Volunteers and Challenges Spur a Strong Year for Fundraising
Despite, or perhaps due to, a volatile economic crisis brought on by the pandemic, donations for the year pushed the Hollins Fund for 2019-20 over its $3.55 million goal, almost $400,000 more than the university raised the previous year. Overall philanthropic gifts for the year totaled more than $11.7 million, again up a substantial amount compared to the previous year.
Clark Hooper Baruch ’68, who chairs the development committee, credited the commitment of volunteers for much of the success. “The volunteers were pivotal in generating and building the kind of momentum needed for this level of effort. They made a real difference, and it wasn’t just the impressive overall number of volunteers, but also the breadth of experiences and classes represented in that group that helps us engage with people beyond those who are already in the donor pool.”
She especially emphasized the promising growth in younger alumnae/i volunteering. “They’re the key to securing a healthy future for Hollins the farther we travel into this century.”
What is also clear in the rearview: Hollins alumnae/i and friends are generous in good times and bad, and they love a good challenge.
Last December, an anonymous donor offered to match every gift made in the month up to $100,000, and the challenge was met barely halfway into the month. The effort so impressed the donor that she promised to match any additional gift, up to $5,000, for the remainder of the calendar year.
Then, in June, another anonymous donor offered up $100,000 if Hollins could generate 500 donors in the month. The donor reiterated her conviction that Hollins is in a very strong place, but that “now is the time for anyone who cares about Hollins to give something, no matter what the size. There is no better time than now to show your support of Hollins.”
Once again, the challenge was not only met, but swiftly, as the goal was met on June 21. Yet another donor offered an extra $25,000 if Hollins could generate another 100 gifts in the final nine days of the fiscal year… and our donors responded with more than 350 additional gifts!
“This spring and summer have been such a roller coaster of emotions for us,” said Suzy Mink, vice president for external relations. “We have all been heartsick for the way the pandemic disrupted the campus experience for our students, faculty, and staff, and especially our graduating seniors. Further, we knew Hollins would face some unexpected financial strain from having to close the campus, and our office felt a tremendous responsibility to do what we could to minimize that strain.

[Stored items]
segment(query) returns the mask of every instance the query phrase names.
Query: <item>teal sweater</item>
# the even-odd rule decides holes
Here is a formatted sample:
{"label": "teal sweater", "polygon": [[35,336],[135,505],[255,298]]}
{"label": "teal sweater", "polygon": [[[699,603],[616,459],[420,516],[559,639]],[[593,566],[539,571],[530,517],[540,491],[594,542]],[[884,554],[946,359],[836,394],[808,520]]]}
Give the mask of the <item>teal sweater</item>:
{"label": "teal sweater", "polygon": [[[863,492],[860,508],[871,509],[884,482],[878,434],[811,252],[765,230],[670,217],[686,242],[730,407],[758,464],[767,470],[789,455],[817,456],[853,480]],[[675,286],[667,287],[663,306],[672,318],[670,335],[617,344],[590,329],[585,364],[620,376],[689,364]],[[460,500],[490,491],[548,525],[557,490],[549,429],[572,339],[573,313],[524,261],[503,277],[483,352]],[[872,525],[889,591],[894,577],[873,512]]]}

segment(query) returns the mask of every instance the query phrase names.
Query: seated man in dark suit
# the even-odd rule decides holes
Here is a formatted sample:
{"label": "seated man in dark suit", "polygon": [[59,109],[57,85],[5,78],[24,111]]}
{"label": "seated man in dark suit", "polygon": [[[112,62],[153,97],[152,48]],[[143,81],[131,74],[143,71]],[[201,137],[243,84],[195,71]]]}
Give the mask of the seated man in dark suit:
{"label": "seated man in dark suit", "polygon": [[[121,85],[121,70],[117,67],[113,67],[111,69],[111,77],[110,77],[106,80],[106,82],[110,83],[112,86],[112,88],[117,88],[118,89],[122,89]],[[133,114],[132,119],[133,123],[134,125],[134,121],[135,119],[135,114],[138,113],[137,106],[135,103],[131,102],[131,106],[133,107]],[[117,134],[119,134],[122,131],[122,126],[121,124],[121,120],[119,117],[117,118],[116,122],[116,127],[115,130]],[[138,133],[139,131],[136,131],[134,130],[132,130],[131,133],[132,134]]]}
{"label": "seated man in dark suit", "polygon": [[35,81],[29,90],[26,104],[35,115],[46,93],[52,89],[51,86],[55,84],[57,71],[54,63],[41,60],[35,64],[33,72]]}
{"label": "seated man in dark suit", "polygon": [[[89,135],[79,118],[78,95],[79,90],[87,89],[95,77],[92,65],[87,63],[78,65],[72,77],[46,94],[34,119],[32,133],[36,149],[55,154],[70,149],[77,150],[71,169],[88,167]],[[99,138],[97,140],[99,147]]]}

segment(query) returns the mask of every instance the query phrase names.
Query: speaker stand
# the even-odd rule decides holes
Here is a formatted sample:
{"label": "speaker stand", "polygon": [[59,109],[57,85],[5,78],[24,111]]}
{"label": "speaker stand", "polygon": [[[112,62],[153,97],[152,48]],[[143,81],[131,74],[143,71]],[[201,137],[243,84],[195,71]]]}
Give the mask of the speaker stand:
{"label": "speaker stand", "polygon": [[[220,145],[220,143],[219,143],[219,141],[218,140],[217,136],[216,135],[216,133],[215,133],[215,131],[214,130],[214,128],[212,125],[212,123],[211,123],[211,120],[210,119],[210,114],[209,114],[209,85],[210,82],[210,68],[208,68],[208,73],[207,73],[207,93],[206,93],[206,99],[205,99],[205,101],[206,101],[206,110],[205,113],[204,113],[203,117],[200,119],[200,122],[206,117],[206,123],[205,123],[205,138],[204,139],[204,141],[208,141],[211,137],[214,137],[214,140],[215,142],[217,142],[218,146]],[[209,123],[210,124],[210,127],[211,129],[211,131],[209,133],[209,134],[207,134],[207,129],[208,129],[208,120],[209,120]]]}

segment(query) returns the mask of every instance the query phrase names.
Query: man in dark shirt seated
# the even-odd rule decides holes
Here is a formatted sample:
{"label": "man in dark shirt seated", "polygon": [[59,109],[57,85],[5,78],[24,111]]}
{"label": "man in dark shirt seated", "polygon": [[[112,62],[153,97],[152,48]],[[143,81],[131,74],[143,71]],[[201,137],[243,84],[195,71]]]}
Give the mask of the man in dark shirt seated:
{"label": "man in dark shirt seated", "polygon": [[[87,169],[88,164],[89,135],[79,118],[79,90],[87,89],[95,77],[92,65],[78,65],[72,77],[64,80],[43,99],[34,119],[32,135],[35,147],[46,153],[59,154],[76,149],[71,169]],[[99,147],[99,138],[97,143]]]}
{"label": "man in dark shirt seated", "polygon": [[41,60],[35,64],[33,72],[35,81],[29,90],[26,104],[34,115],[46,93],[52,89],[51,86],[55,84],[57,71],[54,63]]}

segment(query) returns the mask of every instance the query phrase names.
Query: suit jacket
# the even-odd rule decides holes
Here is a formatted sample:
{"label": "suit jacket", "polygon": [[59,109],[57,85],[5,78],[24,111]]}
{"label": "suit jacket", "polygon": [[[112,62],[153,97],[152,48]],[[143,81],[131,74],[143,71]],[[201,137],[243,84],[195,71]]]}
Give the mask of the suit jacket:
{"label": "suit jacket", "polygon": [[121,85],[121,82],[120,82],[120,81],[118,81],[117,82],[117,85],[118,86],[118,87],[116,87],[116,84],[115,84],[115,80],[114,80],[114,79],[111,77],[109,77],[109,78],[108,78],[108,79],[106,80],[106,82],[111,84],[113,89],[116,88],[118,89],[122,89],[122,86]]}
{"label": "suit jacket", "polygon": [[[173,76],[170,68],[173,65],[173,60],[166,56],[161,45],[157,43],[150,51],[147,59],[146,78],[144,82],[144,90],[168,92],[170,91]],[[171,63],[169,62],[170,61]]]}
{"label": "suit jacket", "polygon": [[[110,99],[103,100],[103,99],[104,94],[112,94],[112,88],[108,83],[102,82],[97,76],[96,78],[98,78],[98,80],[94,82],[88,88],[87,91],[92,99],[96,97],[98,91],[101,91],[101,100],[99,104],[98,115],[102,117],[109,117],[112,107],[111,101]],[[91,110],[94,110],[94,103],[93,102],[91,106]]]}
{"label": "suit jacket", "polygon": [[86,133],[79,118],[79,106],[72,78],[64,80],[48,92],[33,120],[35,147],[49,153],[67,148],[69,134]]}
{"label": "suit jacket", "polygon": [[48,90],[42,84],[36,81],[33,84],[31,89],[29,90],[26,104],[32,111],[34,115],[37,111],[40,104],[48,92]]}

### Parts of the exercise
1. Translate this sentence from the fundraising article into Spanish: "What is also clear in the rearview: Hollins alumnae/i and friends are generous in good times and bad, and they love a good challenge."
2. Rewrite the stretch of the fundraising article from "Then, in June, another" through "350 additional gifts!", swapping "anonymous donor" for "unnamed donor" each time it appears.
3. Answer these questions using the fundraising article:
(a) What was the Hollins Fund goal for 2019-20?
(b) On what date was the June challenge of 500 donors met?
(c) What position does Suzy Mink hold?

### Solutions to each task
1. Lo que también queda claro al mirar atrás: las exalumnas y los exalumnos de Hollins y sus amigos son generosos en las buenas y en las malas, y les encanta un buen desafío.

2.
Then, in June, another unnamed donor offered up $100,000 if Hollins could generate 500 donors in the month. The donor reiterated her conviction that Hollins is in a very strong place, but that “now is the time for anyone who cares about Hollins to give something, no matter what the size. There is no better time than now to show your support of Hollins.”
Once again, the challenge was not only met, but swiftly, as the goal was met on June 21. Yet another donor offered an extra $25,000 if Hollins could generate another 100 gifts in the final nine days of the fiscal year… and our donors responded with more than 350 additional gifts!

3.
(a) $3.55 million
(b) June 21
(c) Vice president for external relations